(Excerpts of location labeling data)
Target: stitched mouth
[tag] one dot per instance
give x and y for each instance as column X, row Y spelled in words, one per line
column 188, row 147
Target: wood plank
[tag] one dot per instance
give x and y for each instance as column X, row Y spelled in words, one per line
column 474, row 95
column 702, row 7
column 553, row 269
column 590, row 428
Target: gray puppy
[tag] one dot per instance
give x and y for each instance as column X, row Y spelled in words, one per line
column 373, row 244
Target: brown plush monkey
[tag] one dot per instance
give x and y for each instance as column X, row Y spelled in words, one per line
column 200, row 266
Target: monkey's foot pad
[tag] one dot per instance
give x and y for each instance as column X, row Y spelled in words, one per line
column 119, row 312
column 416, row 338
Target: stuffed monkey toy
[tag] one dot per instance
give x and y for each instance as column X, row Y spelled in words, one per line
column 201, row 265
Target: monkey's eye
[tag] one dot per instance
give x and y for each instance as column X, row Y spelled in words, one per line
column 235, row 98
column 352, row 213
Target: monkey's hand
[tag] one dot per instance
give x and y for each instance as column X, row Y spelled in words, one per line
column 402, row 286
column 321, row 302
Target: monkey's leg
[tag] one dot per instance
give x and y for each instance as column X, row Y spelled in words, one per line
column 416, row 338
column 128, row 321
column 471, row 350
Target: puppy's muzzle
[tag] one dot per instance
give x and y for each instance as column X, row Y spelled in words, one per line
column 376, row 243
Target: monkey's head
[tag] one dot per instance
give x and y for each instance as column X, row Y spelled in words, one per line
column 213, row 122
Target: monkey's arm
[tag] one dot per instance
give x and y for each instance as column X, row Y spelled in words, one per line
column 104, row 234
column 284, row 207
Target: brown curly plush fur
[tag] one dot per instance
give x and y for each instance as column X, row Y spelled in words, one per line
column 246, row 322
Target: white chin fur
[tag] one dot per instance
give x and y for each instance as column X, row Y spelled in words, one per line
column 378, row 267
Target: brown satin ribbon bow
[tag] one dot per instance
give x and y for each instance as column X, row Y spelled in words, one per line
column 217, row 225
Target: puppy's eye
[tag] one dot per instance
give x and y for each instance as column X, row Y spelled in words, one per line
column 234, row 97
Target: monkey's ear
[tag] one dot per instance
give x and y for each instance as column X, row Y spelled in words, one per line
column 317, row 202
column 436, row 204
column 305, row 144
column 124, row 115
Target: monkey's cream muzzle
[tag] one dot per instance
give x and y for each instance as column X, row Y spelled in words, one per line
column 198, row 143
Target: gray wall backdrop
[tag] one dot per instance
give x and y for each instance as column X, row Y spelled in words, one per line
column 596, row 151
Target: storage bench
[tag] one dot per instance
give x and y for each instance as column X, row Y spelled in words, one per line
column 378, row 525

* Given instruction *
Put the lines of the data above into a numbered list, omitting any blank lines.

* Exercise response *
1. Target: stitched mouth
2. [tag] one dot per instance
3. give x and y for each instance as column X, row Y spelled in words, one per line
4. column 188, row 147
5. Target: wood plank
6. [tag] one dot per instance
7. give x and y for each instance as column X, row Y spelled in words, one per line
8. column 474, row 95
9. column 702, row 7
10. column 553, row 269
11. column 590, row 428
12. Target: gray puppy
13. [tag] one dot per instance
14. give x and y for each instance as column X, row Y spelled in words, one per line
15. column 373, row 244
16. Target: brown plush monkey
17. [tag] one dot per instance
18. give x and y for each instance as column X, row Y spelled in words, one per line
19. column 200, row 266
20. Target: monkey's foot pad
21. [tag] one dot per instance
22. give x and y for each instance as column X, row Y spelled in words, one per line
23. column 119, row 312
24. column 416, row 338
25. Target: stuffed monkey toy
26. [tag] one dot per instance
27. give x and y for each instance as column X, row Y spelled in words, one per line
28. column 201, row 265
29. Target: monkey's eye
30. [tag] one dot per instance
31. give x and y for each instance as column X, row Y spelled in words, one per line
32. column 235, row 98
33. column 352, row 213
34. Target: monkey's hand
35. [tag] one dot per instance
36. give x and y for each instance as column X, row Y spelled in words, one per line
37. column 402, row 286
38. column 321, row 302
39. Target: monkey's leg
40. [tag] one dot per instance
41. give x and y for each instance as column X, row Y spelled in words, one per line
42. column 416, row 338
43. column 128, row 321
44. column 471, row 350
45. Target: puppy's muzzle
46. [tag] one dot per instance
47. give x and y for each instance as column X, row Y spelled in words, one per line
48. column 376, row 243
49. Target: monkey's head
50. [tag] one dot per instance
51. give x and y for each instance as column X, row Y spelled in words, one per line
52. column 213, row 122
53. Target: monkey's arm
54. [tag] one dot per instance
55. give x and y for each instance as column X, row Y spelled in words, one per line
56. column 104, row 234
57. column 284, row 207
58. Target: brown curly plush fur
59. [tag] one dot per instance
60. give x and y for each instance as column X, row Y spelled in words, one per line
61. column 246, row 322
62. Target: white chin fur
63. [tag] one dot per instance
64. give x and y for each instance as column X, row Y spelled in words, one per line
65. column 378, row 267
66. Target: brown satin ribbon bow
67. [tag] one dot per instance
68. give x and y for each instance as column X, row Y spelled in words, one per line
69. column 217, row 225
70. Target: puppy's eye
71. [tag] one dot per instance
72. give x and y for each instance as column X, row Y spelled in words, one per line
73. column 234, row 97
74. Target: monkey's ear
75. [tag] one dot per instance
76. give x and y for each instance as column X, row Y spelled in words, one per line
77. column 317, row 202
78. column 436, row 204
79. column 305, row 144
80. column 124, row 115
81. Target: monkey's cream muzzle
82. [tag] one dot per instance
83. give x and y for each instance as column X, row Y spelled in words, one per line
84. column 198, row 143
85. Target: gray wall backdrop
86. [tag] one dot per instance
87. give x and y for each instance as column X, row Y spelled in words, one per line
88. column 596, row 151
89. Target: storage bench
90. [tag] one dot per instance
91. give x and y for each instance as column X, row Y spelled in words, one per line
92. column 378, row 525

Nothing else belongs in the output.